Pull out each line of the material below that contains the string "floor". Treat uppercase and lowercase as different.

# MATERIAL SUPPLIED
:::::
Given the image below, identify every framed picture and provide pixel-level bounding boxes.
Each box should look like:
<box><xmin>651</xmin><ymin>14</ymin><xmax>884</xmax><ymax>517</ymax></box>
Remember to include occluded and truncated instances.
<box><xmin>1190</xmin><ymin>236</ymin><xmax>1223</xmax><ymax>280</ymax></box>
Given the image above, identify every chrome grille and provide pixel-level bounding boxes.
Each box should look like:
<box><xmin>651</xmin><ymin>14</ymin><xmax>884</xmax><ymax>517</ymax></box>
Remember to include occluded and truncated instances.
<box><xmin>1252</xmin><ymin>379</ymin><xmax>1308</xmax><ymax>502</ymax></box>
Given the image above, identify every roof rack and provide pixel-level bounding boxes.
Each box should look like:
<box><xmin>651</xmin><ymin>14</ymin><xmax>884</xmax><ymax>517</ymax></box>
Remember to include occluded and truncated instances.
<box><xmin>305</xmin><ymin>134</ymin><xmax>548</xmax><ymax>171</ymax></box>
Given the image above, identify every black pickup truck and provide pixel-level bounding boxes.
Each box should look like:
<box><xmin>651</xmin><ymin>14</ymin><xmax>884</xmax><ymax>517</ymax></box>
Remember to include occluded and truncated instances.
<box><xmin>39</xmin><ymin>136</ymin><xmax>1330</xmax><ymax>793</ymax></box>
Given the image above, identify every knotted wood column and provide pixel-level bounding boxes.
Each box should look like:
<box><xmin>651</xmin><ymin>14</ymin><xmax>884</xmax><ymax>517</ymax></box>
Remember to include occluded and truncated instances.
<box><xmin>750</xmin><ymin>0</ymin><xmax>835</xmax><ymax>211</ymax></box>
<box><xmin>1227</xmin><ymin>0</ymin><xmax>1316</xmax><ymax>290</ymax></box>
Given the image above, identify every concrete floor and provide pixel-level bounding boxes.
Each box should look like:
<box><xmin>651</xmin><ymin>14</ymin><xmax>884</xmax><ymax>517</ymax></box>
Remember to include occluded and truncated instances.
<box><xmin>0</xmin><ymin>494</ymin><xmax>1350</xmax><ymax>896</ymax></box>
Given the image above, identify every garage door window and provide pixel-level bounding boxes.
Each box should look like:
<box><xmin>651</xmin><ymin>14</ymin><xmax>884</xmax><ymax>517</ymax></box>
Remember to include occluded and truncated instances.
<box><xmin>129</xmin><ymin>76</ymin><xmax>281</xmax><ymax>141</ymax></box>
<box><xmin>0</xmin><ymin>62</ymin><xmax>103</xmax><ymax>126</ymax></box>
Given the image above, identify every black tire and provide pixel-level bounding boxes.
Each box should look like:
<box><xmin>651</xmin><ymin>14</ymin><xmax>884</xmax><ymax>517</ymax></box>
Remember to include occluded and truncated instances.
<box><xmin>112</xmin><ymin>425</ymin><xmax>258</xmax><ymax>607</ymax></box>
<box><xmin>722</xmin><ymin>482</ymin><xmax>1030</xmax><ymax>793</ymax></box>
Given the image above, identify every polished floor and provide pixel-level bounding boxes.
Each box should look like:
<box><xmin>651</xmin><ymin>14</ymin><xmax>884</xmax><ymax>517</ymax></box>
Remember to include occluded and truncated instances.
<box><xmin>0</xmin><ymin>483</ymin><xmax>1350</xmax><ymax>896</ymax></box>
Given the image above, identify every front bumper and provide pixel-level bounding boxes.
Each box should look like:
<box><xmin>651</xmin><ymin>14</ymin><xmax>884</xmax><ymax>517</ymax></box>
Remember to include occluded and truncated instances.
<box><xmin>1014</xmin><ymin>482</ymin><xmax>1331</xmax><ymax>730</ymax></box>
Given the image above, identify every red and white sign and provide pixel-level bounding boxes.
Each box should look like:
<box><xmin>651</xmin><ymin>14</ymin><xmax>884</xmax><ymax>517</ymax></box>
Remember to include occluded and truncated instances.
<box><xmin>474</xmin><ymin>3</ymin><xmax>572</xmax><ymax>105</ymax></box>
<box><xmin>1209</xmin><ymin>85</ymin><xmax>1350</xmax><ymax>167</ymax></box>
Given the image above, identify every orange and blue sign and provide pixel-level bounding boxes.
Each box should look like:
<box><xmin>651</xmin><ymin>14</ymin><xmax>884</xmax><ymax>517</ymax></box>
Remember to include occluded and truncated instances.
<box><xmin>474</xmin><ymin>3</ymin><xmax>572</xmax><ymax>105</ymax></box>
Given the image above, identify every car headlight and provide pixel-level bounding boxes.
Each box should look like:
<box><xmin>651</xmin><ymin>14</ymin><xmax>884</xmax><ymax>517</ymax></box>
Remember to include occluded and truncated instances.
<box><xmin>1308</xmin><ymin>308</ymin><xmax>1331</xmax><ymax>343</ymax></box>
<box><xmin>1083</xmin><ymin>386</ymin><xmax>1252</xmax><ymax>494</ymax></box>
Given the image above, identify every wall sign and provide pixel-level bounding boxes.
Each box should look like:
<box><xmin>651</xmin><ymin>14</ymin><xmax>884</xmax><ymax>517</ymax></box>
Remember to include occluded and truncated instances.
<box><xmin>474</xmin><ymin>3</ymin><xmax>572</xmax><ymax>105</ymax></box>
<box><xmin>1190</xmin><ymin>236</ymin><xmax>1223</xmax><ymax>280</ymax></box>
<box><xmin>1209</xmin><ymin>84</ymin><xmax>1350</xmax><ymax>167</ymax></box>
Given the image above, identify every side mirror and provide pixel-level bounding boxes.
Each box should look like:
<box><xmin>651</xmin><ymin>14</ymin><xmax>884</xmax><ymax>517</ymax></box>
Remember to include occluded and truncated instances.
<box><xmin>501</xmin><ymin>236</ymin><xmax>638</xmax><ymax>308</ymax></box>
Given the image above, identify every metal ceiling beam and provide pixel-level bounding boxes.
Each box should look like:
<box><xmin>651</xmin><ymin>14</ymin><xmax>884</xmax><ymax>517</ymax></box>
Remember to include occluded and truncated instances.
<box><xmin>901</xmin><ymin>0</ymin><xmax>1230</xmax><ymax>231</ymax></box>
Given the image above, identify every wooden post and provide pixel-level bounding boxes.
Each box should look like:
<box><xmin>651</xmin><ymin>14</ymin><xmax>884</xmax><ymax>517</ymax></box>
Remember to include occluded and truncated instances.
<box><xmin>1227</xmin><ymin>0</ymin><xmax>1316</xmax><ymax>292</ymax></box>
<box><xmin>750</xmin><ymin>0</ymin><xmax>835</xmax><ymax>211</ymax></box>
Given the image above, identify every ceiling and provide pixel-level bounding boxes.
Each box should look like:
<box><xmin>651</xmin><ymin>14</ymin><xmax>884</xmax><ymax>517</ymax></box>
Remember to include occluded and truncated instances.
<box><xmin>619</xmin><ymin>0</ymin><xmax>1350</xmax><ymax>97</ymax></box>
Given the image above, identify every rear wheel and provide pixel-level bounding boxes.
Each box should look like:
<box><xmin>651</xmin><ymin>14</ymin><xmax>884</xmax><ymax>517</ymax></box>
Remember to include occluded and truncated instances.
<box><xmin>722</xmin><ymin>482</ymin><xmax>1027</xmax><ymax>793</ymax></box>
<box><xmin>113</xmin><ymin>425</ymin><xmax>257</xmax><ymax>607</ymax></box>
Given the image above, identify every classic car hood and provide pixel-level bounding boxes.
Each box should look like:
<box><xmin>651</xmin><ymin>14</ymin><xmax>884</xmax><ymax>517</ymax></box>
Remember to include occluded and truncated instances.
:::::
# RIGHT ANSWER
Given the image above, identify every concrete floor and provide pixel-level bounding boxes.
Given the image above, identify every polished floor and provide pixel-level bounding boxes.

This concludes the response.